[Passage provided]:
--- --- ---
Discussion 4: Sorter Architecture and Analysis
This is a paper-and-pencil, analytical assignment. You should work in your
discussion group and reach a consensus and post the results of your consensus.
The due date is midnight, Thursday, March 31.
Recall the architecture of a P-processor sorter, used to sort N
inputs. First consider the case when P=N, and then extend your
analysis to the case for N=kP, where k is some integer (this
case will require k passes through the array). Some questions to think
of:
- How to load and unload the array. Sure, pushing in MAXINT after the
data is good, but after that how do you reuse the architcture? With a global
reset? When can this occur? So, analyze the total execution time for the
architcture to completely finish the k passes (note that there will be
idle time between the passes).
- How many cycles (clock ticks) does it take to get the last data element
out of the array (for one-pass as well as for the multi-pass case)?
- For the one-pass case:
- How many cycles dos it take till the FIRST output appears?
- How many cycles dos it take till the first PROCESSOR is done?
- How many cycles dos it take till the LAST output appears?
- When does the i-th processor START?
- When is the i-th processor DONE?
- For the k-pass case, the essential question that you
MUST figure out is how to "tightly" interleave multiple passes, without a
global reset (hint: use the control sgnal). Once that is done, need to think
of similar questions as above.
--- --- ---
Position annotation records
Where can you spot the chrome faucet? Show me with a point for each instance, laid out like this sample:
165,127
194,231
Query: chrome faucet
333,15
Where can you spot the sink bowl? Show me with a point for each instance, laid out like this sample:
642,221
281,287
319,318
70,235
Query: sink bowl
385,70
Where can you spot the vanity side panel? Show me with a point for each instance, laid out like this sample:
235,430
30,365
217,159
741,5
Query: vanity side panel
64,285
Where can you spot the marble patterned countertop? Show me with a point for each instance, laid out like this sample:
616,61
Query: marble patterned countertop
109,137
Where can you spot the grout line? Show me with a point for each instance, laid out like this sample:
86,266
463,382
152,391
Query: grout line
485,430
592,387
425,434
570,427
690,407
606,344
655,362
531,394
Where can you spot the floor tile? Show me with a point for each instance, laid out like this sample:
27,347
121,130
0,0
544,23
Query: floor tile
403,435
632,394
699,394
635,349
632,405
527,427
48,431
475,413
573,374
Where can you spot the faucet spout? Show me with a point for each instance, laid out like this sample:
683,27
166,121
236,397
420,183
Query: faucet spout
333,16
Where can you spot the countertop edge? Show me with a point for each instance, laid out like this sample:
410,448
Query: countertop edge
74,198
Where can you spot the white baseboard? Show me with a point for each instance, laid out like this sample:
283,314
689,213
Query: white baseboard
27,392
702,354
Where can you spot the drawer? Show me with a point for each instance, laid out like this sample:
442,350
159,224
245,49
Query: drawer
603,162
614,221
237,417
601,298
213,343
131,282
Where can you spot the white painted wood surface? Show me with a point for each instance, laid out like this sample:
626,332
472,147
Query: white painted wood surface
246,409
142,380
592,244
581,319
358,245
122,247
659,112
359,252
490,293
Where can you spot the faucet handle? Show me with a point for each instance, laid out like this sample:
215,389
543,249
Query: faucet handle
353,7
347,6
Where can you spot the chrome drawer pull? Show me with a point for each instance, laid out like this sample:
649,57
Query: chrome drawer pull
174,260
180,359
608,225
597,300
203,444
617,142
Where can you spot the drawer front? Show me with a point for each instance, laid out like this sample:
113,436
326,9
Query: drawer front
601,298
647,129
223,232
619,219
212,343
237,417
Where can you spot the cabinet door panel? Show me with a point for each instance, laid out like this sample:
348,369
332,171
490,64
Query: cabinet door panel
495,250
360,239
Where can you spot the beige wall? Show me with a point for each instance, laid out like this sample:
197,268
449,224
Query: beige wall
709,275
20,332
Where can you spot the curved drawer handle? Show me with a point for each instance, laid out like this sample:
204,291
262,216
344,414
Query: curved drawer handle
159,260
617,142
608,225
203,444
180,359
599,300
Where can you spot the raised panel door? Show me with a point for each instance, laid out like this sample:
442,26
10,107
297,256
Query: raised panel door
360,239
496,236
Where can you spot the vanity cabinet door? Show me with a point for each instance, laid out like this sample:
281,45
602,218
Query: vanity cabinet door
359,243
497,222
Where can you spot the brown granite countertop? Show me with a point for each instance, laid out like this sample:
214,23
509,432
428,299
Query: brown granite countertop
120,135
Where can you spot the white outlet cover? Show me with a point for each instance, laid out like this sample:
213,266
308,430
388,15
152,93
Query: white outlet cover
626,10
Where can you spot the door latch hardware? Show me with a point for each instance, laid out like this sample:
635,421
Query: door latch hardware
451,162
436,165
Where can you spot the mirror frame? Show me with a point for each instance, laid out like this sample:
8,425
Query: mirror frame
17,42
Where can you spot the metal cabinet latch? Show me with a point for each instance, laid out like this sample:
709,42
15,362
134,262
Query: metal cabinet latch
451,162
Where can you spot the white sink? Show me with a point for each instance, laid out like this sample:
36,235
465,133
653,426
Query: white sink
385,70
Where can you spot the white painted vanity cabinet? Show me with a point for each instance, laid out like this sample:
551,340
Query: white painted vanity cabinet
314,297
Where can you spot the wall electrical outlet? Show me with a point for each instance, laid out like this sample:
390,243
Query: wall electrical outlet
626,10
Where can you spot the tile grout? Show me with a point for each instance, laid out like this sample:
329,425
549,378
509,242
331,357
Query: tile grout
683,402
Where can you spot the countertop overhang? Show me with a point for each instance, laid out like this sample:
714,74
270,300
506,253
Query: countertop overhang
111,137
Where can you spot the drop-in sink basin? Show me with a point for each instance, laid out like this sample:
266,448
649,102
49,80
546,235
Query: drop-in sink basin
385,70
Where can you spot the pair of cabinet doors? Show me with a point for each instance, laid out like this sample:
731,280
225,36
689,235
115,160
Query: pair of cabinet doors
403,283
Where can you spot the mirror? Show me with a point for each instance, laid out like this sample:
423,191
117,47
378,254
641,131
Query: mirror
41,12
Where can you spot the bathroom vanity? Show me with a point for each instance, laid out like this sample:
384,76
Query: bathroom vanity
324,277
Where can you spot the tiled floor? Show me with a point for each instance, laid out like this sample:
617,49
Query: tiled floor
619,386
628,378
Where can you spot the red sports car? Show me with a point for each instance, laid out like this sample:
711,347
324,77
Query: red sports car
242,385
--- --- ---
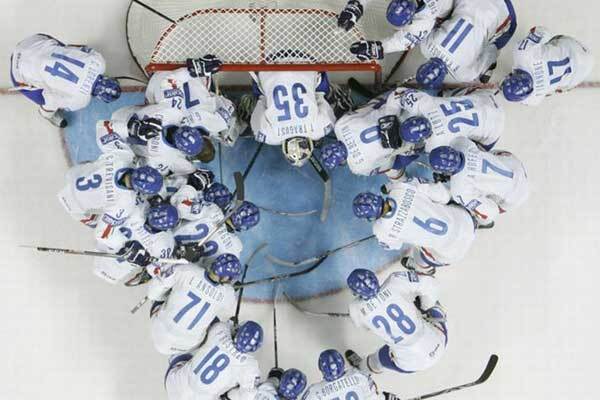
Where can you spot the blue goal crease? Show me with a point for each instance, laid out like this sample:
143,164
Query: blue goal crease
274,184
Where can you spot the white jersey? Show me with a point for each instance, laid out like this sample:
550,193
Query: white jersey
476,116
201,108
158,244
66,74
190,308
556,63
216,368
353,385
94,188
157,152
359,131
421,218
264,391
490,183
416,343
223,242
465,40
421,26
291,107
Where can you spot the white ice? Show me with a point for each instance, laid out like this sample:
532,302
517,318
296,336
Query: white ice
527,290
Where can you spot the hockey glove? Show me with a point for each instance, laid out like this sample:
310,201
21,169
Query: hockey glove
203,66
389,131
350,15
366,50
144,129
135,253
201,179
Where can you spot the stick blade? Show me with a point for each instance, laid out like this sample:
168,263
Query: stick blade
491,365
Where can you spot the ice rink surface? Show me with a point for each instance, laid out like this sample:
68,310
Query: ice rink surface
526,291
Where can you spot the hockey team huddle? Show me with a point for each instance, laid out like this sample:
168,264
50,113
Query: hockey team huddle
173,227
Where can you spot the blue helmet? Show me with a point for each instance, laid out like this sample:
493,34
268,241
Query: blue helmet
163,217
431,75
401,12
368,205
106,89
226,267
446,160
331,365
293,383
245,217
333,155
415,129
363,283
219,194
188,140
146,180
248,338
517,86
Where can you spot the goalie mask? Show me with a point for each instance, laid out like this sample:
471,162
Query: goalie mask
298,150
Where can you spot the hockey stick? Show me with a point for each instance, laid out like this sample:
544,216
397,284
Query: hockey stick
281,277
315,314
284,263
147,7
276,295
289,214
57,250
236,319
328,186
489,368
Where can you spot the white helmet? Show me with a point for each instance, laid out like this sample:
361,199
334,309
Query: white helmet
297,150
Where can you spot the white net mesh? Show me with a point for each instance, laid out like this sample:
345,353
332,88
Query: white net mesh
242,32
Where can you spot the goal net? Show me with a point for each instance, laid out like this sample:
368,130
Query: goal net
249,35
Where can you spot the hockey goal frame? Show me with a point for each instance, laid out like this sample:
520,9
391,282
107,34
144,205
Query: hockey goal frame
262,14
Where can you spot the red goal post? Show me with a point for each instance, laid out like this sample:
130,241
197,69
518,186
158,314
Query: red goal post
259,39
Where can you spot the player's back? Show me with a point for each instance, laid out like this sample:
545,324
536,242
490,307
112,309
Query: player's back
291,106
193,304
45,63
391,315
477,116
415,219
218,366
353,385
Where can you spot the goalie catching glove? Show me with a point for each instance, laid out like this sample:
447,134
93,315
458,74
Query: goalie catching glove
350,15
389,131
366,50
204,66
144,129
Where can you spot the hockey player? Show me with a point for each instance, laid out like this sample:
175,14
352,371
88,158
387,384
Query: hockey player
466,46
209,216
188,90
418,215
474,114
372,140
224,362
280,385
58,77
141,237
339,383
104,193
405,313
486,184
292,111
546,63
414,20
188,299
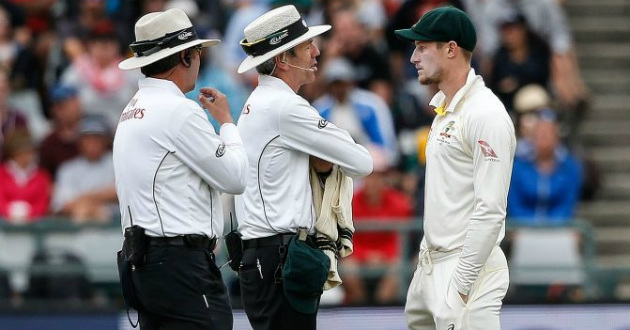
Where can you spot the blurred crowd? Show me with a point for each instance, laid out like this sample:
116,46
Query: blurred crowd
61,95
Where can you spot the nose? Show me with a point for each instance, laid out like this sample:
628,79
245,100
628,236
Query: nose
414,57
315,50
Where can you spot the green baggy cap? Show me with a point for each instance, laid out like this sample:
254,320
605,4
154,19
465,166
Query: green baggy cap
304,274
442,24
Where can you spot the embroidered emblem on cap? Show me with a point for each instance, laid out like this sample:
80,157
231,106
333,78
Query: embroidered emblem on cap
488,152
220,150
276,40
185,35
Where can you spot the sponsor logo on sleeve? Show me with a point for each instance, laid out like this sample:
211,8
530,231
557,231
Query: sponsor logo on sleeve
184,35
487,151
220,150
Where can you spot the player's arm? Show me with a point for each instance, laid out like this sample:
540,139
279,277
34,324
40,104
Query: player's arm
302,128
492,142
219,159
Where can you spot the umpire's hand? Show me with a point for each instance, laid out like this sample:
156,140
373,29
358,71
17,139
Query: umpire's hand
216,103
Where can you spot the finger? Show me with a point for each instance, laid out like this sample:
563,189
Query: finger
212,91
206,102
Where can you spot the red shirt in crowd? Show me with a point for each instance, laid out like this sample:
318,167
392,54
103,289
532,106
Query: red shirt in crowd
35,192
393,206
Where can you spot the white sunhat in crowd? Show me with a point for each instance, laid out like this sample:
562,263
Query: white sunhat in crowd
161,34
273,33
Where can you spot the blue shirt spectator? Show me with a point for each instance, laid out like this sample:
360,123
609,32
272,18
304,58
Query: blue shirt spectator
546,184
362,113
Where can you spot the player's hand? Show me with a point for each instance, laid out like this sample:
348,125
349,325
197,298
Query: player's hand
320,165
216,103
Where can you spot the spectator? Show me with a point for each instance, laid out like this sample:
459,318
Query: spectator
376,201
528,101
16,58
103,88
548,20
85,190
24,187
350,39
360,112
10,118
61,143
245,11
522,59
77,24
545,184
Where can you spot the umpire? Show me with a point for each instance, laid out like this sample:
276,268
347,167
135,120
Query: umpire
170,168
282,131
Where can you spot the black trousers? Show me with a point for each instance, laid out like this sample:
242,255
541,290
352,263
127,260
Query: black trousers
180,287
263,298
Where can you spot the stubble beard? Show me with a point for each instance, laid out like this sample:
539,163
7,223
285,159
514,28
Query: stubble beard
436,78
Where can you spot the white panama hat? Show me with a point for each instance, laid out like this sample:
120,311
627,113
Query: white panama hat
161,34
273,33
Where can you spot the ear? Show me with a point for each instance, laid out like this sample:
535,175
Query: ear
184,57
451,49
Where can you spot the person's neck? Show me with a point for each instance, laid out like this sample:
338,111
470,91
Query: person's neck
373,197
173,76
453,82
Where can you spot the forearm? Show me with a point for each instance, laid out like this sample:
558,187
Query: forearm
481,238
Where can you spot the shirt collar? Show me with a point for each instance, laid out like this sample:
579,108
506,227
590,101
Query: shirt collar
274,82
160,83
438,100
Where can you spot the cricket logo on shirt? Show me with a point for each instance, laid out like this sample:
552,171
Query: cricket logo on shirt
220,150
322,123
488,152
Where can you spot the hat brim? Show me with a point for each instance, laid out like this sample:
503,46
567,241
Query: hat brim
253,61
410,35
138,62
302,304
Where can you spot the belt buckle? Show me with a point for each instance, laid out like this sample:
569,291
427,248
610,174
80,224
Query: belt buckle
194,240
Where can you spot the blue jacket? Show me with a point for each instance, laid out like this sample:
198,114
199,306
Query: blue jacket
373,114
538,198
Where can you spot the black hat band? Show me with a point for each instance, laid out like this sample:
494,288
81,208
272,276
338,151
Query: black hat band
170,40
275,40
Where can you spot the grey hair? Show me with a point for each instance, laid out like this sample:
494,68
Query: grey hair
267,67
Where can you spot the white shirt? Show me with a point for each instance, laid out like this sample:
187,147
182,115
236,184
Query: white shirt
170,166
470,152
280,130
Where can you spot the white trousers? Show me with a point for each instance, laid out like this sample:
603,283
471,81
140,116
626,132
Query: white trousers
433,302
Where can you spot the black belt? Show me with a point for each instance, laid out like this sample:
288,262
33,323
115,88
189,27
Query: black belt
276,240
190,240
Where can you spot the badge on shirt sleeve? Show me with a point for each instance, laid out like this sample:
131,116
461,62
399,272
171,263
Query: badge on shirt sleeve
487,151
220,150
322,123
--- --- ---
[Stated goal A]: Pick out every line in the records that contains the string "edge", matching case exactly.
[Stated goal B]: Write the next part of the sorter architecture assignment, picking up after its final sentence.
The sorter architecture assignment and the records have no connection to each other.

[Written answer A]:
Where can you spot the countertop edge? Show me with a point for each instance, laid out like this sample:
Query: countertop edge

[Written answer B]:
- For the k-pass case, derive a formula for the total execution time
to sort the entire, N-element array (express this as a function of only
N and k, and eliminate P). Then, deduce the number of
passes that minimizes this function. Coment on the answer you get. Does it
make sense? Did your intuition tell you that this would be the case? Why?
- Starting from this Alphabets program, derive the
systolic architecture that we studied in class. Your derivation should choose
a schedule function, an allocation function, the resulting CoB, and then the
transformed program which can be interpreted as a description of the
architecture. Can you systematically derive the I/O (i.e., the loading and
unloading of the array) and the control signals needed for it?
Consider an Alphabets program, with two varaibles, X and Y. After choosing a
parallelization (schedule and processor allocation) and the subsequent CoB,
the domains for the variables are:
float X {i,j | 0 <= j; i-j < N; 2j<=i}
float Y {i,j | 0 <= i <= j < N}
What is the loop structure that would be generated when these two domains are
visited in lexicographical order. You don't need to come up with an algorithm
to do this in the general case (that's a pretty hard problem), as long as you
are able to convince yourself and your discussion partners that the code is
correct.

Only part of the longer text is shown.